TRECHO SELECIONADO
****

Portal O Debate
Grupo WhatsApp

Os talibãs brasileiros

Os talibãs brasileiros

07/09/2018 Philipp Lichterbeck (DW)

Apagar o passado é um processo sistemático no Brasil. Há séculos, essa extinção da memória é um instrumento poderoso para perpetuar uma ordem social injusta.

No dia seguinte ao incêndio que destruiu o Museu Nacional no Rio de Janeiro, houve uma manifestação na Quinta da Boa Vista. Cerca de mil jovens compareceram, especialmente estudantes universitários. Reparei numa menina que segurava um cartaz que dizia: "Luzia sobreviveu 13 milênios na natureza, mas não sobreviveu meio século na mão do governo."

"Luzia" foi a primeira brasileira. Ossos humanos mais antigos que os dela nunca foram encontrados no continente americano. Agora, ela virou cinzas.

Com ela, queimaram "vinte milhões de memória de alguma coisa tentando ser um país". Assim a jornalista Eliane Brum, que testemunhou o incêndio, descreveu de forma poética e certeira a tragédia.

Achei especialmente significativa a destruição de milhares de objetos de povos indígenas, alguns deles já extintos. Entre os itens estava uma coleção visual com material fotográfico de centenas de tribos do Brasil, colhido ao longo de séculos. É como se esses povos tivessem sido extintos uma segunda vez.

Apenas 520 mil reais por ano teriam sido necessários para salvar tudo. A soma equivale:

- a 0,04% do custo da reforma do Maracanã;

- ao custo de um juiz federal por ano;

- ao custo da troca de carpete do Senado, três anos atrás;

- ao valor dos brincos de turmalina da coleção de joias do ex-governador do Rio, Sérgio Cabral.

O cálculo foi feito por um internauta que postou a lista no Twitter.

Aliás, a soma também equivale a 2,4% do custo da construção do Museu do Amanhã. Hoje, o Brasil tem um Museu do Amanhã, mas não tem mais passado.

Pode soar paradoxal, mas parece que a história do Brasil não tem valor no próprio país. Não foi uma coincidência o Museu Nacional ter pegado fogo. Foi negligência criminosa. Há 14 anos, o então secretário estadual de Energia, Indústria Naval e Petróleo e hoje secretário de Educação, Wagner Victer, descreveu assim a situação do museu: "Vai pegar fogo."

Nada foi feito. Nos últimos dez anos, incêndios destruíram ao menos oito prédios com tesouros culturais e científicos do país. Parece que o fogo virou normalidade.

Há algo por trás de tudo isso. A ignorância responde a uma lógica: a sistemática destruição do passado brasileiro como instrumento de poder. Este serve para reproduzir e legitimar uma ordem social perversa, classificada pelas Nações Unidas como uma das cinco mais desiguais do mundo.

A destruição do passado foi especialmente eficaz durante a escravidão. Os proprietários tiraram dos escravos seus nomes e suas línguas. Frequentemente, brasileiros brancos têm orgulho de ter raízes alemãs ou italianas, mas qual é o negro que tem sobrenome africano e sabe de onde na África vieram seus antepassados?

****

Linhas do conjunto de dados
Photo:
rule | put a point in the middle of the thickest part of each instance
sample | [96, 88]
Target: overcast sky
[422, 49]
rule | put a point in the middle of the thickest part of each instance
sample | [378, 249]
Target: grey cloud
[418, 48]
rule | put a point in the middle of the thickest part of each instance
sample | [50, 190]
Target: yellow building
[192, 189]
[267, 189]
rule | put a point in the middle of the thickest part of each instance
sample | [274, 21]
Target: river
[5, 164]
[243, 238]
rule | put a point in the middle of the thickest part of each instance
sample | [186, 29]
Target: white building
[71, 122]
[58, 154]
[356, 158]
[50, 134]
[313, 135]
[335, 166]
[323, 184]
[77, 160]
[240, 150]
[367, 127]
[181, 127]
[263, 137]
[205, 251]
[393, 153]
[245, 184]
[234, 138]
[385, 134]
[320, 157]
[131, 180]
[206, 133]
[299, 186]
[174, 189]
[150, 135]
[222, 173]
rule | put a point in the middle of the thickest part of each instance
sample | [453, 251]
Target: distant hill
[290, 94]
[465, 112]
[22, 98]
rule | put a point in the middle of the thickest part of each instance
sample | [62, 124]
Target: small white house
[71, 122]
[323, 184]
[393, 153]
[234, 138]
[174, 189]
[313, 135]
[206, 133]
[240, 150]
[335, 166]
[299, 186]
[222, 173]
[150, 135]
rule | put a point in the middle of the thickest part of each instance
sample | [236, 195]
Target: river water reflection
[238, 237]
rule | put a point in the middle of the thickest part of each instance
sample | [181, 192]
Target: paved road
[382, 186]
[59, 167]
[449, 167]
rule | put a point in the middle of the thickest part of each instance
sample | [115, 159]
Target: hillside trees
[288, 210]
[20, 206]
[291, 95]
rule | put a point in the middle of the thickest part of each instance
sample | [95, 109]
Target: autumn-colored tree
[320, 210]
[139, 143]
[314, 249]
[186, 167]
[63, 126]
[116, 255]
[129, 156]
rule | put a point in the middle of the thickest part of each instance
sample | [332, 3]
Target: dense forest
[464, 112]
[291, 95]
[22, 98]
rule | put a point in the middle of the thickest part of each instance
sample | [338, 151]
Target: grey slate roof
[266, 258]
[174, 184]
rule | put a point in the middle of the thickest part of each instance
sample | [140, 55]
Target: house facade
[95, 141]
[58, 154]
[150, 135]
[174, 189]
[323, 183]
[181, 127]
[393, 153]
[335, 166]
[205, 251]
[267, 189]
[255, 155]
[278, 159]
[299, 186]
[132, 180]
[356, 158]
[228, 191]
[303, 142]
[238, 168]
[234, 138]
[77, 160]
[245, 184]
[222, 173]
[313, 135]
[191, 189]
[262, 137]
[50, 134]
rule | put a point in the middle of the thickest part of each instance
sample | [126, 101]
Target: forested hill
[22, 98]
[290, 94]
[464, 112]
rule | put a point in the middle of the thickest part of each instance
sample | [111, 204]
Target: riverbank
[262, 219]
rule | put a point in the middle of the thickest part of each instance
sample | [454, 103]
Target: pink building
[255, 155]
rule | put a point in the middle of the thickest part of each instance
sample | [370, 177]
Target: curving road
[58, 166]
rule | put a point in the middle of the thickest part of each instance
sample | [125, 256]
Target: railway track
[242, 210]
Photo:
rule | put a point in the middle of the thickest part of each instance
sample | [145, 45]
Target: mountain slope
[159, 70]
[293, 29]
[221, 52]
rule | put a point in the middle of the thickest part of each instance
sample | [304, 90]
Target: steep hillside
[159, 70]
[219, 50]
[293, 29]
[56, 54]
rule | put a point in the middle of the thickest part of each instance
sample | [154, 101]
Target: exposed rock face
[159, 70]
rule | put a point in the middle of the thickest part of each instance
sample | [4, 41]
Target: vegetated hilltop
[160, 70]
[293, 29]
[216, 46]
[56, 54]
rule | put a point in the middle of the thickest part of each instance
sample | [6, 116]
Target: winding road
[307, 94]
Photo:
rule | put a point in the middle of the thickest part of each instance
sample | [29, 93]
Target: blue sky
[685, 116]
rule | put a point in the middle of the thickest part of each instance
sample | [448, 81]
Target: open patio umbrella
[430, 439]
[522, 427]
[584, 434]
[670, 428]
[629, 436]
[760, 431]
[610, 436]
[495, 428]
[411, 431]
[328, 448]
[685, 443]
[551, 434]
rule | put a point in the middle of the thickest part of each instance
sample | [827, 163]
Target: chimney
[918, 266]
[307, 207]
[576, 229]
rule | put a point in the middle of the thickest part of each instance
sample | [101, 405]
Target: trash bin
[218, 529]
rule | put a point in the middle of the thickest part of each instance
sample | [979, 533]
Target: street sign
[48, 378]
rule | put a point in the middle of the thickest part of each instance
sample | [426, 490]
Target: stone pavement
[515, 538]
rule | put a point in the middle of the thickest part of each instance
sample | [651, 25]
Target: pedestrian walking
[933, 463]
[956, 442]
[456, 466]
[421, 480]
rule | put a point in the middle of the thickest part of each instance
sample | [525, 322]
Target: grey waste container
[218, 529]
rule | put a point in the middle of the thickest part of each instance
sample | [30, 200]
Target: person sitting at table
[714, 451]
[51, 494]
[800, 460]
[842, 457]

****

EXERCÍCIOS
- A) Resuma em duas frases o texto sobre o incêndio do Museu Nacional.
- B) Reproduza a parte do texto sobre o incêndio do Museu Nacional começando em "- a 0,04% do" e indo até "tem mais passado.", e troque o nome "Twitter" por "Facebook".
- C) Leve adiante o texto sobre o incêndio do Museu Nacional, partindo da última frase apresentada.
Os registros são um material à parte, independente do texto.

RESPOSTAS
- A) O texto afirma que apagar o passado é um processo sistemático no Brasil, usado há séculos para perpetuar uma ordem social injusta. Cita como exemplo o incêndio do Museu Nacional, no Rio de Janeiro, que destruiu Luzia e milhares de objetos de povos indígenas e que, segundo o texto, foi fruto de negligência criminosa, já que apenas 520 mil reais por ano teriam bastado para salvar tudo.

- B)
- a 0,04% do custo da reforma do Maracanã;

- ao custo de um juiz federal por ano;

- ao custo da troca de carpete do Senado, três anos atrás;

- ao valor dos brincos de turmalina da coleção de joias do ex-governador do Rio, Sérgio Cabral.

O cálculo foi feito por um internauta que postou a lista no Facebook.

Aliás, a soma também equivale a 2,4% do custo da construção do Museu do Amanhã. Hoje, o Brasil tem um Museu do Amanhã, mas não tem mais passado.

- C)
Nada lembra essas atrocidades. É possível visitar algumas das belas fazendas históricas de café no estado do Rio de Janeiro. Os visitantes admiram a vida luxuosa dos antigos e atuais donos. Mas sobre a senzala que criou a riqueza prefere-se não falar. É como se não tivesse existido.

Quase metade de todos os escravos que foram forçados a cruzar o Atlântico vieram para o Brasil – cerca de quatro milhões. A maioria deles chegou ao Rio. Mas quase não existe memória sobre um dos maiores crimes da humanidade. Há o minúsculo Memorial dos Pretos Novos, na Gamboa, que luta para sobreviver em meio à falta de recursos.

Há também o Cais do Valongo, o maior marco da escravidão do mundo. Em julho de 2017, o Valongo passou a ser considerado Patrimônio Histórico da Humanidade, para, apenas um ano depois, correr o risco de perder o título por a prefeitura de Marcelo Crivella não cumprir uma série de obrigações.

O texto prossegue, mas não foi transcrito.